Stated exercise 1:
Answer these questions from the email header below:
(a) What address is given for the sender?
(b) On what date was the message sent?
(c) What does the patch in the subject line calculate before encrypting packets?

Provided text:
All of lore.kernel.org
 help / color / mirror / Atom feed
From: Ansis Atteka <ansisatteka@gmail.com>
To: Steffen Klassert <steffen.klassert@secunet.com>,
	netdev@vger.kernel.org, Ansis Atteka <aatteka@ovn.org>
Subject: Re: [PATCH net] xfrm: calculate L4 checksums also for GSO case before encrypting packets
Date: Thu, 13 Apr 2017 19:54:35 -0700	[thread overview]
Message-ID: <CAMQa7Bhr3VTSzRucCX_nJEFTuO7nFpV+g_DD_qekvJm5ZMxdBA@mail.gmail.com> (raw)

Extracted material:
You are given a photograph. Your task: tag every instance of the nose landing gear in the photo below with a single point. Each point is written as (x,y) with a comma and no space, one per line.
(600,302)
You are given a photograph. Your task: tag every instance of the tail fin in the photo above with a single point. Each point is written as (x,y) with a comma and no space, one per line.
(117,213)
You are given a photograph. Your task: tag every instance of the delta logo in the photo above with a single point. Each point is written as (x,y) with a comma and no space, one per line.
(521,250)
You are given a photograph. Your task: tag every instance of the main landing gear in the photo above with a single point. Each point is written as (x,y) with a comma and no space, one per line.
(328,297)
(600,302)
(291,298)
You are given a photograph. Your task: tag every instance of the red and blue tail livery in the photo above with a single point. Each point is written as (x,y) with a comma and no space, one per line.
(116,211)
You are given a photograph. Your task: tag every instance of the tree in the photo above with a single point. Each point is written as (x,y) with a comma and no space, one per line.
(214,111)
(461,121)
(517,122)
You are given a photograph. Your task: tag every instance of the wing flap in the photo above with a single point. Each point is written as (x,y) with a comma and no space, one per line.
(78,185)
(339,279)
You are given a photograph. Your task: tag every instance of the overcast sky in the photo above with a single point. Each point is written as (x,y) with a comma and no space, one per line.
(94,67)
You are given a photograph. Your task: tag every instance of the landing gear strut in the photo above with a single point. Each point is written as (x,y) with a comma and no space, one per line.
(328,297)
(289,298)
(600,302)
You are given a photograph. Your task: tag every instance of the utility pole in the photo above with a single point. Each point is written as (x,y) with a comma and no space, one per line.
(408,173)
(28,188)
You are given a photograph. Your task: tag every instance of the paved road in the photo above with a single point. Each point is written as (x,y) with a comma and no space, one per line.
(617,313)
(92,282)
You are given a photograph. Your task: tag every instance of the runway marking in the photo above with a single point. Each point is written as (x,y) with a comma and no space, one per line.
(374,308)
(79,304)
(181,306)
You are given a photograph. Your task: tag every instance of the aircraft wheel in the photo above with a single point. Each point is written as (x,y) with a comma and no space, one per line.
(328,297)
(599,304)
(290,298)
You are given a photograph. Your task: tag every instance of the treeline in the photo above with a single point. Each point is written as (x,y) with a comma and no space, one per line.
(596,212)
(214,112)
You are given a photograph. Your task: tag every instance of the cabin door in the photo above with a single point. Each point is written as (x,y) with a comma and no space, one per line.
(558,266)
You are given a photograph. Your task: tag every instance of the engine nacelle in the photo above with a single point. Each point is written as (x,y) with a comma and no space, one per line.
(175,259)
* * *
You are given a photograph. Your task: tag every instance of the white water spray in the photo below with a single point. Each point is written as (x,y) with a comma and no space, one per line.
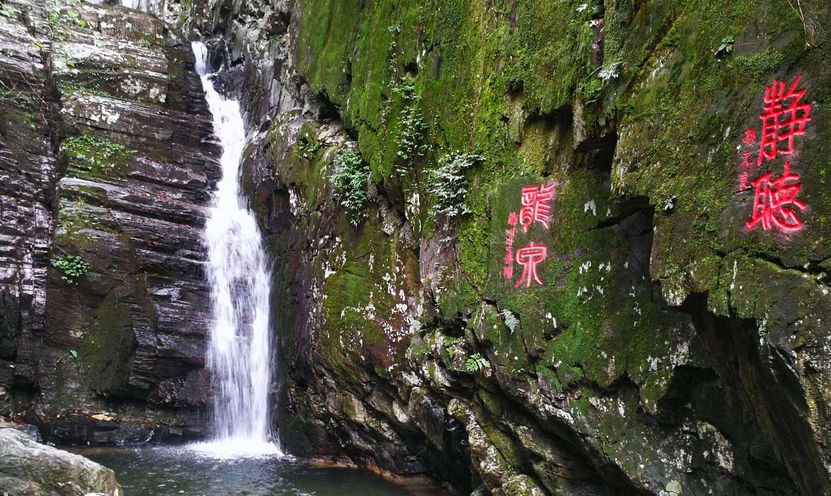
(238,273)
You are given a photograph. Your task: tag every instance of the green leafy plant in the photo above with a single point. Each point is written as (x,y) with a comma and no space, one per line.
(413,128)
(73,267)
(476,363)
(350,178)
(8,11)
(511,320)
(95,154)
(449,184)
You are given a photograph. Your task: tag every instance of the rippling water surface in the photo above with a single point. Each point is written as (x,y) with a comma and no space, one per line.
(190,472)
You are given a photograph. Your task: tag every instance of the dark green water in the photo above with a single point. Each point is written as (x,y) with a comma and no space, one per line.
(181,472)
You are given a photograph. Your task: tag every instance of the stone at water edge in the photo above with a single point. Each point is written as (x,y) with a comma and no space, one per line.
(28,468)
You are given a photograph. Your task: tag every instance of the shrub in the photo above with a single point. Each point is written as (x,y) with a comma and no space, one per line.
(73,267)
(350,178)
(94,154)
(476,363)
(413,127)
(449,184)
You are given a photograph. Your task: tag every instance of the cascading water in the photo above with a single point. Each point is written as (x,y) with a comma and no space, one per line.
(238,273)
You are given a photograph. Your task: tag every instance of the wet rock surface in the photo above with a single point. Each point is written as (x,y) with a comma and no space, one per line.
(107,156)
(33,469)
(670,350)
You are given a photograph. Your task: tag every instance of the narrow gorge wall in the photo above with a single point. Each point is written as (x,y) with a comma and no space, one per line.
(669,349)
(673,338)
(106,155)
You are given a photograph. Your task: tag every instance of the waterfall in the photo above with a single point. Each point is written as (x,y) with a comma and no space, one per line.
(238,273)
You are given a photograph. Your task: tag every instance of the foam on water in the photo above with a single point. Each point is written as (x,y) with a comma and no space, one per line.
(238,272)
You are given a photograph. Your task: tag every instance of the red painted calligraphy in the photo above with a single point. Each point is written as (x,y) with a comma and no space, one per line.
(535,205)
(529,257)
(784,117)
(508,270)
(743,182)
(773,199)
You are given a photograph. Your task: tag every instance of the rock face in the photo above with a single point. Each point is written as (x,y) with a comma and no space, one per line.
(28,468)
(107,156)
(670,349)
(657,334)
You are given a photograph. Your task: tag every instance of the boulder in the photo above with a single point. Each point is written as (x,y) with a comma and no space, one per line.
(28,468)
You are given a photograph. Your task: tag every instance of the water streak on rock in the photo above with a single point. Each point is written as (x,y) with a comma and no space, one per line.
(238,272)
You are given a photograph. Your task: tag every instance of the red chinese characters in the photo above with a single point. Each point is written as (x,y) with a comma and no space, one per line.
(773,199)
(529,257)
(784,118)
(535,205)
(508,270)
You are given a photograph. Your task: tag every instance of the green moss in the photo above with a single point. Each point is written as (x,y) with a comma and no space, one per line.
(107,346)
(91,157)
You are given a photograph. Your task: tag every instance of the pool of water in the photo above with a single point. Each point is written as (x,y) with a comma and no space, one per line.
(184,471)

Stated exercise 2: List every line of the records above that contains the word "surface".

Exercise solution 1:
(a) ansisatteka@gmail.com
(b) Thursday, April 13, 2017
(c) L4 checksums, also for the GSO case

Exercise solution 2:
You are given a photograph. Your task: tag every instance of the rippling water surface in the photo above with a single point. Each point is written as (x,y) with a comma and no space, one per line.
You are given a photograph. Your task: tag every instance of the wet rock surface in the photo above with a single point. Each point is written as (x,y) with a comma and no space, one per line.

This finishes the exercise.